§ TASK REQUIREMENTS: Count how many lines of the listing below include the word "jeans". Give the number alone.
#### ENTRIES
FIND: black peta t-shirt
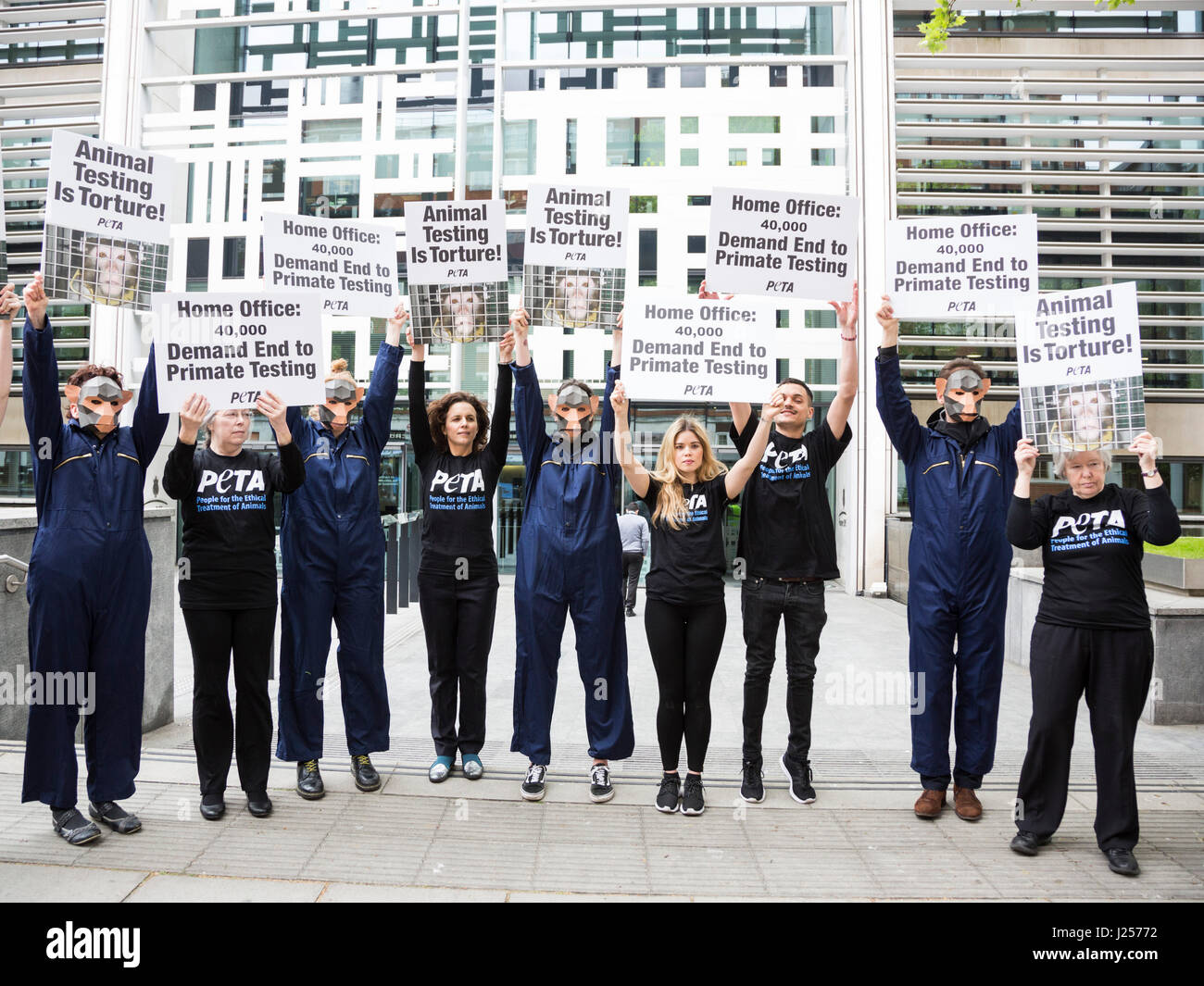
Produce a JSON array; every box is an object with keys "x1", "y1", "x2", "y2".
[
  {"x1": 643, "y1": 476, "x2": 731, "y2": 605},
  {"x1": 1008, "y1": 482, "x2": 1179, "y2": 630},
  {"x1": 163, "y1": 441, "x2": 305, "y2": 609},
  {"x1": 729, "y1": 408, "x2": 852, "y2": 579}
]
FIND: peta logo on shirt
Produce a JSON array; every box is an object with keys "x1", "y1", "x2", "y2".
[
  {"x1": 431, "y1": 469, "x2": 485, "y2": 493},
  {"x1": 196, "y1": 469, "x2": 266, "y2": 496}
]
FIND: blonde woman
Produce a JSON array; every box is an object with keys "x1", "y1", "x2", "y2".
[{"x1": 610, "y1": 383, "x2": 783, "y2": 815}]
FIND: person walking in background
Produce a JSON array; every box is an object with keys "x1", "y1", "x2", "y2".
[
  {"x1": 276, "y1": 305, "x2": 409, "y2": 801},
  {"x1": 20, "y1": 272, "x2": 169, "y2": 845},
  {"x1": 1008, "y1": 431, "x2": 1180, "y2": 877},
  {"x1": 409, "y1": 309, "x2": 515, "y2": 784},
  {"x1": 163, "y1": 392, "x2": 305, "y2": 821},
  {"x1": 619, "y1": 501, "x2": 649, "y2": 617},
  {"x1": 610, "y1": 381, "x2": 783, "y2": 815}
]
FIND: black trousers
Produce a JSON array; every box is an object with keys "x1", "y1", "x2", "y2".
[
  {"x1": 741, "y1": 578, "x2": 827, "y2": 765},
  {"x1": 622, "y1": 552, "x2": 645, "y2": 609},
  {"x1": 418, "y1": 570, "x2": 497, "y2": 760},
  {"x1": 1016, "y1": 622, "x2": 1153, "y2": 850},
  {"x1": 645, "y1": 598, "x2": 727, "y2": 774},
  {"x1": 183, "y1": 605, "x2": 276, "y2": 796}
]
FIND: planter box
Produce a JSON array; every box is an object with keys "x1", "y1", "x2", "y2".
[{"x1": 1141, "y1": 552, "x2": 1204, "y2": 596}]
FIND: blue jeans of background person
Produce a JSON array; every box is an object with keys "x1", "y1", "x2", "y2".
[{"x1": 741, "y1": 578, "x2": 827, "y2": 765}]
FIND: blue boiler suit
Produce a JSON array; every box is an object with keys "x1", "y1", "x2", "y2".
[
  {"x1": 510, "y1": 364, "x2": 635, "y2": 765},
  {"x1": 876, "y1": 348, "x2": 1022, "y2": 791},
  {"x1": 276, "y1": 342, "x2": 401, "y2": 762},
  {"x1": 20, "y1": 318, "x2": 168, "y2": 808}
]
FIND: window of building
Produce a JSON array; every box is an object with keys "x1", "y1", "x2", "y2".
[{"x1": 606, "y1": 117, "x2": 665, "y2": 168}]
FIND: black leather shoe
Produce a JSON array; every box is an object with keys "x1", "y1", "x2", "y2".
[
  {"x1": 1104, "y1": 849, "x2": 1141, "y2": 877},
  {"x1": 88, "y1": 801, "x2": 142, "y2": 835},
  {"x1": 1011, "y1": 832, "x2": 1051, "y2": 856},
  {"x1": 247, "y1": 791, "x2": 272, "y2": 818},
  {"x1": 297, "y1": 760, "x2": 326, "y2": 801},
  {"x1": 352, "y1": 754, "x2": 381, "y2": 791},
  {"x1": 201, "y1": 794, "x2": 225, "y2": 821},
  {"x1": 51, "y1": 808, "x2": 100, "y2": 845}
]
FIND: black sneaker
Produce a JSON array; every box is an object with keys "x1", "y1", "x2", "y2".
[
  {"x1": 657, "y1": 774, "x2": 682, "y2": 813},
  {"x1": 521, "y1": 763, "x2": 548, "y2": 801},
  {"x1": 741, "y1": 758, "x2": 765, "y2": 805},
  {"x1": 782, "y1": 754, "x2": 815, "y2": 805},
  {"x1": 297, "y1": 760, "x2": 326, "y2": 801},
  {"x1": 590, "y1": 763, "x2": 614, "y2": 805},
  {"x1": 682, "y1": 774, "x2": 707, "y2": 815}
]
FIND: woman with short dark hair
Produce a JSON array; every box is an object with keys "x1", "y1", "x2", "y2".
[
  {"x1": 1008, "y1": 431, "x2": 1180, "y2": 877},
  {"x1": 409, "y1": 312, "x2": 515, "y2": 784}
]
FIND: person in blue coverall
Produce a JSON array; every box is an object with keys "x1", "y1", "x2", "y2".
[
  {"x1": 276, "y1": 305, "x2": 409, "y2": 801},
  {"x1": 510, "y1": 310, "x2": 634, "y2": 802},
  {"x1": 20, "y1": 273, "x2": 169, "y2": 845},
  {"x1": 876, "y1": 295, "x2": 1022, "y2": 821}
]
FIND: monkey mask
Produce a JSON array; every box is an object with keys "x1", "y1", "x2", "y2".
[
  {"x1": 548, "y1": 384, "x2": 598, "y2": 434},
  {"x1": 936, "y1": 368, "x2": 991, "y2": 421},
  {"x1": 64, "y1": 377, "x2": 133, "y2": 438},
  {"x1": 318, "y1": 377, "x2": 364, "y2": 425}
]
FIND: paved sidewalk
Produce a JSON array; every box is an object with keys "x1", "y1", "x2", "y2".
[{"x1": 0, "y1": 579, "x2": 1204, "y2": 901}]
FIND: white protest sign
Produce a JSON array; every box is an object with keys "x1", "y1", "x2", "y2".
[
  {"x1": 707, "y1": 188, "x2": 861, "y2": 301},
  {"x1": 154, "y1": 292, "x2": 326, "y2": 409},
  {"x1": 886, "y1": 216, "x2": 1036, "y2": 319},
  {"x1": 1016, "y1": 281, "x2": 1145, "y2": 454},
  {"x1": 524, "y1": 183, "x2": 630, "y2": 268},
  {"x1": 264, "y1": 212, "x2": 397, "y2": 318},
  {"x1": 622, "y1": 292, "x2": 777, "y2": 404}
]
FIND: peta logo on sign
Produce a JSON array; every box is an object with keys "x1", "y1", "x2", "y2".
[
  {"x1": 761, "y1": 442, "x2": 807, "y2": 469},
  {"x1": 431, "y1": 469, "x2": 485, "y2": 493},
  {"x1": 45, "y1": 921, "x2": 142, "y2": 969},
  {"x1": 1051, "y1": 510, "x2": 1124, "y2": 537},
  {"x1": 196, "y1": 469, "x2": 265, "y2": 493}
]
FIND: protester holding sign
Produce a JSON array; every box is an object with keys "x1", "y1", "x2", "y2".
[
  {"x1": 610, "y1": 381, "x2": 783, "y2": 815},
  {"x1": 876, "y1": 295, "x2": 1020, "y2": 821},
  {"x1": 510, "y1": 320, "x2": 635, "y2": 802},
  {"x1": 722, "y1": 281, "x2": 859, "y2": 805},
  {"x1": 276, "y1": 305, "x2": 409, "y2": 801},
  {"x1": 409, "y1": 319, "x2": 515, "y2": 784},
  {"x1": 20, "y1": 273, "x2": 169, "y2": 845},
  {"x1": 1008, "y1": 431, "x2": 1180, "y2": 877},
  {"x1": 0, "y1": 284, "x2": 20, "y2": 422},
  {"x1": 163, "y1": 392, "x2": 305, "y2": 821}
]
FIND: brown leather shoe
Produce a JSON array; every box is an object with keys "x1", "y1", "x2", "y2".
[
  {"x1": 915, "y1": 790, "x2": 946, "y2": 818},
  {"x1": 954, "y1": 784, "x2": 983, "y2": 821}
]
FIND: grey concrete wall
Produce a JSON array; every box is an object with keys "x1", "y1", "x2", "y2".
[
  {"x1": 0, "y1": 506, "x2": 176, "y2": 742},
  {"x1": 1004, "y1": 568, "x2": 1204, "y2": 726}
]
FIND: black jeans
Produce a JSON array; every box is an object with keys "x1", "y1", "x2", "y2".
[
  {"x1": 622, "y1": 552, "x2": 645, "y2": 609},
  {"x1": 1016, "y1": 622, "x2": 1153, "y2": 850},
  {"x1": 741, "y1": 578, "x2": 827, "y2": 763},
  {"x1": 645, "y1": 598, "x2": 727, "y2": 774},
  {"x1": 183, "y1": 605, "x2": 276, "y2": 797},
  {"x1": 418, "y1": 570, "x2": 497, "y2": 760}
]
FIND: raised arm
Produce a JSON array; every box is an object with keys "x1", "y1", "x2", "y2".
[
  {"x1": 826, "y1": 281, "x2": 861, "y2": 440},
  {"x1": 723, "y1": 392, "x2": 784, "y2": 500},
  {"x1": 876, "y1": 295, "x2": 922, "y2": 462},
  {"x1": 609, "y1": 381, "x2": 649, "y2": 500}
]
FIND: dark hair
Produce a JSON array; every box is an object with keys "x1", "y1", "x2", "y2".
[
  {"x1": 936, "y1": 356, "x2": 986, "y2": 381},
  {"x1": 426, "y1": 390, "x2": 489, "y2": 452},
  {"x1": 68, "y1": 362, "x2": 121, "y2": 386},
  {"x1": 778, "y1": 377, "x2": 815, "y2": 407}
]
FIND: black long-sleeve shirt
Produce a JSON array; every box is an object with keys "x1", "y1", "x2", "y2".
[
  {"x1": 1008, "y1": 482, "x2": 1180, "y2": 630},
  {"x1": 409, "y1": 359, "x2": 512, "y2": 573},
  {"x1": 163, "y1": 438, "x2": 305, "y2": 609}
]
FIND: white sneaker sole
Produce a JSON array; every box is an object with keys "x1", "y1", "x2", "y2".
[{"x1": 778, "y1": 754, "x2": 815, "y2": 805}]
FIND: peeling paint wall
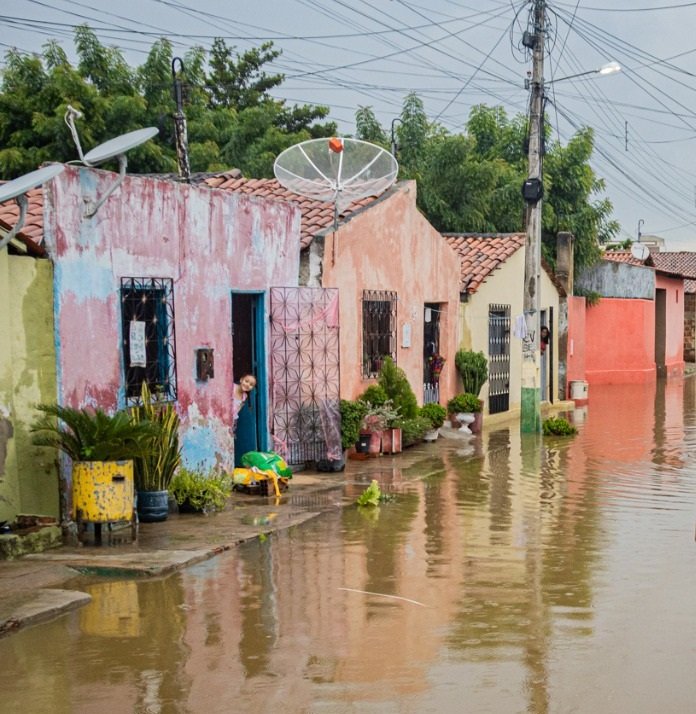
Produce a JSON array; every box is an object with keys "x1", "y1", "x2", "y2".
[
  {"x1": 310, "y1": 181, "x2": 459, "y2": 404},
  {"x1": 45, "y1": 167, "x2": 300, "y2": 468},
  {"x1": 0, "y1": 249, "x2": 59, "y2": 521}
]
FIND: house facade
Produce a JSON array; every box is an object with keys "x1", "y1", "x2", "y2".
[
  {"x1": 206, "y1": 174, "x2": 459, "y2": 404},
  {"x1": 43, "y1": 166, "x2": 300, "y2": 484},
  {"x1": 444, "y1": 233, "x2": 565, "y2": 414}
]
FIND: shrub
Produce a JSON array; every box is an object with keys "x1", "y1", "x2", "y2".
[
  {"x1": 420, "y1": 403, "x2": 447, "y2": 429},
  {"x1": 454, "y1": 350, "x2": 488, "y2": 397},
  {"x1": 398, "y1": 415, "x2": 432, "y2": 446},
  {"x1": 447, "y1": 392, "x2": 483, "y2": 414},
  {"x1": 338, "y1": 399, "x2": 368, "y2": 449},
  {"x1": 170, "y1": 467, "x2": 232, "y2": 513},
  {"x1": 542, "y1": 417, "x2": 578, "y2": 436},
  {"x1": 377, "y1": 357, "x2": 418, "y2": 419}
]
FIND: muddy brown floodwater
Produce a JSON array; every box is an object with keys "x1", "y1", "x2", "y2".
[{"x1": 0, "y1": 378, "x2": 696, "y2": 714}]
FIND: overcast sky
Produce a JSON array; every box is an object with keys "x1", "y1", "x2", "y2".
[{"x1": 0, "y1": 0, "x2": 696, "y2": 250}]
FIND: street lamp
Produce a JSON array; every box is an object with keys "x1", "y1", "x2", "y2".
[{"x1": 520, "y1": 0, "x2": 621, "y2": 434}]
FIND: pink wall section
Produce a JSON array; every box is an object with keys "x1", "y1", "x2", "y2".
[
  {"x1": 585, "y1": 297, "x2": 656, "y2": 384},
  {"x1": 45, "y1": 166, "x2": 300, "y2": 467},
  {"x1": 322, "y1": 181, "x2": 460, "y2": 404},
  {"x1": 655, "y1": 273, "x2": 684, "y2": 377}
]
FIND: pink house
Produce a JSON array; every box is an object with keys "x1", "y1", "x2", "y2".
[
  {"x1": 568, "y1": 251, "x2": 684, "y2": 385},
  {"x1": 43, "y1": 166, "x2": 300, "y2": 469}
]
########
§ EXERCISE SOLUTION: 2